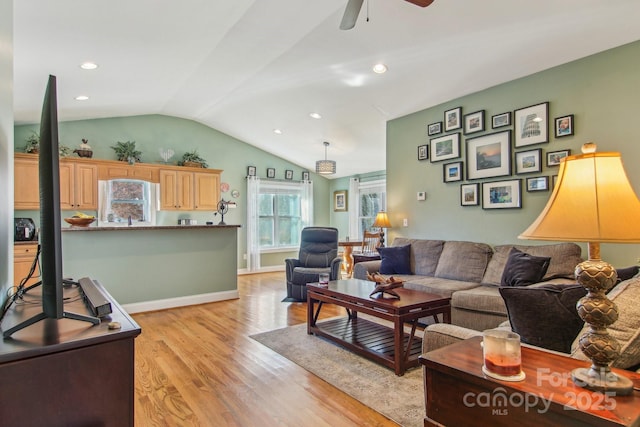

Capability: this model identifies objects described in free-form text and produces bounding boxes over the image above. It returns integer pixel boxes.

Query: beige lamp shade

------------------------------------

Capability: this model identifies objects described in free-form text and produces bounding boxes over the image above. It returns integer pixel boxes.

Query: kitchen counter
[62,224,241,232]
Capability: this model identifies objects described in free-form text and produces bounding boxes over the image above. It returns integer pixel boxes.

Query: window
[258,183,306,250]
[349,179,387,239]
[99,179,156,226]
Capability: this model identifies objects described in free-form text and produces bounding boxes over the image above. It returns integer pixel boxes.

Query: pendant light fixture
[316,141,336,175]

------------------------------------

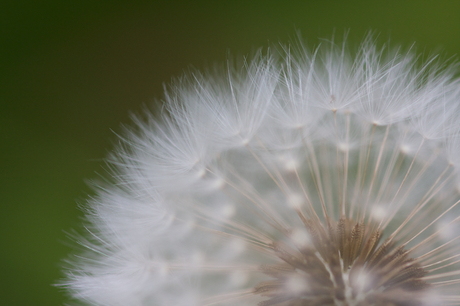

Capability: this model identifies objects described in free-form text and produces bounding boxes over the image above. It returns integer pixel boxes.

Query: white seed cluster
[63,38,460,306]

------------------------------------

:: WHAT YOU WILL DO ::
Count the lines in the data above that contain the string "Query". Reply with only the number.

:: EXERCISE RESPONSE ::
5